Miles Graham‘s rocky road through music, which once saw his writing come to a grinding halt in the face of heartbreak, has brought him full circle.

Now using that heartbreak as fuel and his music as therapy, Graham returns with the single ‘Don’t Change’, a new EP, and the support of Laura Whitmore, RTE and the BBC. This could so easily never have been, as Graham’s success is testament to his ability to bounce back and express himself through emotive, soulful sounds.

I caught up with him ahead of the new EP, entitled ‘All The Right Things’…

Congrats on the forthcoming EP. Can you tell me a little bit of the story behind it?

I’d been working hard on promoting my music and creating music up to two years ago when I had a massive personal setback in the form of heartbreak. I can talk a little bit about it now but back then I was totally floored.

A couple of weeks after my relationship of 18 years broke up I was invited on The Late Late TV Show. It was a massive opportunity that my manager and I worked so hard to get, but I was in no state to go on live to TV to the nation. I told my manager ‘I’m not sure I can do this’. However, my family said to me that I’d worked so hard that I really deserved the opportunity and convinced me otherwise.

TASK SET:
[1] List everyone and everything that the Miles Graham interview names as backing his return.
[2] Pick up the Miles Graham interview after its final sentence and keep writing it.

RECORDED INFORMATION:
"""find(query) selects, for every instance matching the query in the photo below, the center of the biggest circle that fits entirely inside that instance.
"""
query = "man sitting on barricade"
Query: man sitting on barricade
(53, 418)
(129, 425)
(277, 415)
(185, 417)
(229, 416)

OUTPUTS FOR THE TASKS:
[1] Laura Whitmore, RTE, the BBC

[2]
I did the performance on The Late Late in April 2018. It was OK but I don’t feel it was up to my normal standard personally. I totally broke down afterwards I told myself I cant do this right now. So I effectively gave up music. During what felt like a grieving process over next year I began to write through my experiences, I just couldn’t stop myself. It was write, or die. Seems strong, but that’s how I felt, maybe it was therapy.

A year later I had a bunch of songs that my friend Shane sent to a publishing company/ label in the UK. They loved the music and immediately hired a producer to record them, and here we are.

I understand a lot of your music is based around life’s more challenging sides. Is it a kind of therapy for you, and how does that work in practise?

It definitely seems that way now re: therapy, but previous records were never as close to the bone as this record. I would take stories I’ve heard and mix them up to create fictional narratives or moods. I think generally my songs have always held hope and I don’t think that has changed, but maybe I’m slightly more realistic on this record.